BEGIN

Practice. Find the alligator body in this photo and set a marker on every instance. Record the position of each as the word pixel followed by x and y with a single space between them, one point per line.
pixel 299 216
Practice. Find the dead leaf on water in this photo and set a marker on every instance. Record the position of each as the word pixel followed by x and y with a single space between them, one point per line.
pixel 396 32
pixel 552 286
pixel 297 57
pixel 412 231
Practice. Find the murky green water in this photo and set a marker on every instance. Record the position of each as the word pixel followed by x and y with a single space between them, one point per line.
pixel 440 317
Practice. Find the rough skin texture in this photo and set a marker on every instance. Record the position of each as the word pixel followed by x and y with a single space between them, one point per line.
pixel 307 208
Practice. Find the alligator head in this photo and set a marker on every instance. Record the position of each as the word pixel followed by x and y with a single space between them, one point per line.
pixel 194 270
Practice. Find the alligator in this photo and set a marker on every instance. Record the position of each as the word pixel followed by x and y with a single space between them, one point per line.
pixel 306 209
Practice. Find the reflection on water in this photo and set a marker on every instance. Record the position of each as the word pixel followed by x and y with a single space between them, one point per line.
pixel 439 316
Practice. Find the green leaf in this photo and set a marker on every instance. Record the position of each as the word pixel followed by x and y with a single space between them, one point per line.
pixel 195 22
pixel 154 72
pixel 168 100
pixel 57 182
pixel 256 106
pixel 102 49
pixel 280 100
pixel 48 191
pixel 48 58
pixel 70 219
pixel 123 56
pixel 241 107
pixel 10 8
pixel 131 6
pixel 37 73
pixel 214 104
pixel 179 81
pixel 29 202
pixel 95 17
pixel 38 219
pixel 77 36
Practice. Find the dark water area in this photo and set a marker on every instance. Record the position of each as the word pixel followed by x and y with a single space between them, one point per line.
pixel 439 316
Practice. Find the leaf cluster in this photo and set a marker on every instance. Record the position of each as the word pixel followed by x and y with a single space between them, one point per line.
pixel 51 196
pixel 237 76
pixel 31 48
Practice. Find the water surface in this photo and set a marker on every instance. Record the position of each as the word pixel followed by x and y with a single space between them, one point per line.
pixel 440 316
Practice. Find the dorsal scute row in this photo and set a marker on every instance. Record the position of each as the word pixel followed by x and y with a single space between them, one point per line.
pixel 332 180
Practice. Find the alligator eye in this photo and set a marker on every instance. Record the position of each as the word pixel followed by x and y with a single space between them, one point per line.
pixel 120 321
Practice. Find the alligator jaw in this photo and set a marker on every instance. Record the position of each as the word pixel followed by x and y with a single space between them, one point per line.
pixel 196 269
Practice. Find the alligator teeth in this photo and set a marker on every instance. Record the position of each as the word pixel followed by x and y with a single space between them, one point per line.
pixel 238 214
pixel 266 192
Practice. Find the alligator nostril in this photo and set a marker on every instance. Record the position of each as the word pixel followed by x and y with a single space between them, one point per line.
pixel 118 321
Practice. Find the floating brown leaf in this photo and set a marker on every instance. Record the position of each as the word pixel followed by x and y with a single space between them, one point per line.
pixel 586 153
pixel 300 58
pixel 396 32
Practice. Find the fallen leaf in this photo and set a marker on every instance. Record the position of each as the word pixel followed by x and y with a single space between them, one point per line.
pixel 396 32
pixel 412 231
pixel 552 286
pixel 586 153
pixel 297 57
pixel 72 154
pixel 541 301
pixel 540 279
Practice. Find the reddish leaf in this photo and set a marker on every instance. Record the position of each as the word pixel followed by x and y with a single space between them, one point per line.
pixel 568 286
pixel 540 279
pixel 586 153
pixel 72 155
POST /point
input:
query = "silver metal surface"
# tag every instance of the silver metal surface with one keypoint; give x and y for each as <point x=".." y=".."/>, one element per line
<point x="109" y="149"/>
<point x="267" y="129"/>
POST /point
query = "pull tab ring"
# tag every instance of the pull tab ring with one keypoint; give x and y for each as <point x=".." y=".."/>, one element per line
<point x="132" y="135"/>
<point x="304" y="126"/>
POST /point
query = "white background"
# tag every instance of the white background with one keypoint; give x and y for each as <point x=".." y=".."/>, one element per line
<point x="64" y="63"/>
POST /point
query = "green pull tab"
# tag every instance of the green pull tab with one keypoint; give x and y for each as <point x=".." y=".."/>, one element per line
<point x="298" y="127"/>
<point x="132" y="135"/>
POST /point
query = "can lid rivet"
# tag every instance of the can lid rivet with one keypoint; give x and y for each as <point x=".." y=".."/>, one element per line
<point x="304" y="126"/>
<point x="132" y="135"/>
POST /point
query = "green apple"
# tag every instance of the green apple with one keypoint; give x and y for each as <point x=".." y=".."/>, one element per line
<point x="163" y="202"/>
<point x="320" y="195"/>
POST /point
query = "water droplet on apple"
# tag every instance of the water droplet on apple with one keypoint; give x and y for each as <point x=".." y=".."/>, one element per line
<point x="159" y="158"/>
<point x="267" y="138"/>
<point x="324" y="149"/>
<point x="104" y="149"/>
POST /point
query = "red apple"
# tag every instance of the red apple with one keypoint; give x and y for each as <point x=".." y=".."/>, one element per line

END

What the exercise asks: Give only the number of lines in the data that include the string "query".

Result: 8